What you need to do |
Restate each record word for word, from the first to the last.

Point localization data

>>>>>

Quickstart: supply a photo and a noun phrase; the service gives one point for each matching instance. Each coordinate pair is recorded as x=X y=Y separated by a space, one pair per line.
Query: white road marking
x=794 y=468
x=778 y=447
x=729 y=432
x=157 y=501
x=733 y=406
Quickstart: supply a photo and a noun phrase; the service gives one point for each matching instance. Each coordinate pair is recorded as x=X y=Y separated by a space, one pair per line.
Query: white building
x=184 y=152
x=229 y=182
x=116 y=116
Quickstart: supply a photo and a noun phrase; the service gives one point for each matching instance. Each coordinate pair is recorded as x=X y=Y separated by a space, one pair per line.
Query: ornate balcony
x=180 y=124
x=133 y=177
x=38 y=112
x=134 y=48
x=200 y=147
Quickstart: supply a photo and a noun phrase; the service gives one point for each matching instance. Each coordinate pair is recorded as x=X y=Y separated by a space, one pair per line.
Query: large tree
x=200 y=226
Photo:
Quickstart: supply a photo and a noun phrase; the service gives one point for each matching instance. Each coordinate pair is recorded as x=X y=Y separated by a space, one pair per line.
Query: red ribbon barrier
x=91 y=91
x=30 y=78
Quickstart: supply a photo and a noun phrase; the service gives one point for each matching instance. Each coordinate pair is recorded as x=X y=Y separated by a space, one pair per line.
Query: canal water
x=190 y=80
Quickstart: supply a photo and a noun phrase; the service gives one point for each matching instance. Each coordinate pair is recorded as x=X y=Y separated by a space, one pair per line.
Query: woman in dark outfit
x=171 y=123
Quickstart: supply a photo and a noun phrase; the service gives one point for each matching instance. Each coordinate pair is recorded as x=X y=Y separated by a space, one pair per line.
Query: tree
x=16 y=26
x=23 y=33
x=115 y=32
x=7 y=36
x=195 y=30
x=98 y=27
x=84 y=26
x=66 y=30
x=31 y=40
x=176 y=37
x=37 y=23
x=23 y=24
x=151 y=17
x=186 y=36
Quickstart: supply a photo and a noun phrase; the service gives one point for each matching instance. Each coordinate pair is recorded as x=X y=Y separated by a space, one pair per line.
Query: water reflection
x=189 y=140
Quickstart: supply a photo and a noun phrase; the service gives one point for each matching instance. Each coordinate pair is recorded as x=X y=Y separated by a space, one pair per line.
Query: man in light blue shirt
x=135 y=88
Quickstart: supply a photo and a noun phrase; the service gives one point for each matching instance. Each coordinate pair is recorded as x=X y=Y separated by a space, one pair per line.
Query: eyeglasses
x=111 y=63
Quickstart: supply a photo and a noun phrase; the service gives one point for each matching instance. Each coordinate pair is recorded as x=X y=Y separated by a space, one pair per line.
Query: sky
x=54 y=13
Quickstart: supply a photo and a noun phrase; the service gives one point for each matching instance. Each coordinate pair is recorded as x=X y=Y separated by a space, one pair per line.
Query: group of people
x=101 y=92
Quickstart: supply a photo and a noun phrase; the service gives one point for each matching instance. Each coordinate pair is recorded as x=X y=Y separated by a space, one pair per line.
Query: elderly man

<<<<<

Answer section |
Quickstart: supply a photo and a noun phrase; the service gives one point for each matching instance. Each coordinate pair is recorded as x=X y=Y separated by a space, one pair per line.
Query: white road marking
x=794 y=468
x=778 y=447
x=729 y=432
x=157 y=501
x=733 y=406
Quickstart: supply a photo and a noun phrase; the service gives one point for each matching instance. Each coordinate pair is recorded as x=X y=Y separated by a space, one pair per line.
Query: white building
x=184 y=152
x=229 y=182
x=116 y=116
Quickstart: supply a photo and a noun phrase; the service gives one point for each matching instance. Each coordinate pair is recorded as x=X y=Y separated by a space, one pair per line.
Query: ornate balcony
x=180 y=124
x=133 y=177
x=38 y=112
x=134 y=48
x=200 y=147
Quickstart: supply a photo and a noun phrase; the service gives one point for each matching instance. Each coordinate pair is recorded as x=X y=Y separated by a space, one pair per line.
Query: large tree
x=200 y=226
Photo:
Quickstart: supply a photo and a noun phrase; the service gives one point for each matching instance. Each coordinate pair is recorded as x=X y=Y separated by a space, one pair per line.
Query: red ribbon barrier
x=91 y=91
x=30 y=78
Quickstart: supply a photo and a noun phrase; the service gives one point for each matching instance. Each coordinate pair is recorded as x=X y=Y separated by a space, one pair per line.
Query: canal water
x=190 y=80
Quickstart: supply a photo and a noun phrase; the service gives one point for each matching instance. Each coordinate pair is recorded as x=X y=Y separated by a space, one pair per line.
Query: woman in dark outfit
x=171 y=123
Quickstart: supply a photo and a noun phrase; the service gives one point for each matching instance. Each coordinate pair is recorded as x=X y=Y separated by a space, one pair per line.
Query: tree
x=16 y=26
x=23 y=33
x=115 y=32
x=7 y=36
x=195 y=30
x=98 y=27
x=84 y=26
x=66 y=30
x=31 y=40
x=176 y=37
x=37 y=23
x=23 y=24
x=151 y=17
x=186 y=36
Quickstart: supply a photo and a noun phrase; the service gives one point for each matching instance. Each coordinate pair is recorded as x=X y=Y separated by a space, one pair per line.
Query: water reflection
x=189 y=140
Quickstart: supply a photo and a noun phrase; the service gives one point for each matching instance. Each coordinate pair is recorded as x=X y=Y separated by a space, one pair per line.
Query: man in light blue shirt
x=135 y=88
Quickstart: supply a photo and a noun phrase; the service gives one point for each matching instance. Each coordinate pair is recorded as x=X y=Y separated by a space, one pair per line.
Query: eyeglasses
x=111 y=63
Quickstart: supply a photo and a noun phrase; the service gives one point for each matching instance. Each coordinate pair is recorded as x=X y=Y separated by a space, one pair per line.
Query: sky
x=54 y=13
Quickstart: supply a photo and a noun phrase; the service gives one point for each matching instance. Each coordinate pair is recorded as x=X y=Y separated by a space, one pair per line.
Query: group of people
x=101 y=92
Quickstart: supply a photo and a noun phrase; the service gives one point for each matching instance. Each coordinate pair is recorded as x=X y=Y separated by a space, one pair per line.
Query: elderly man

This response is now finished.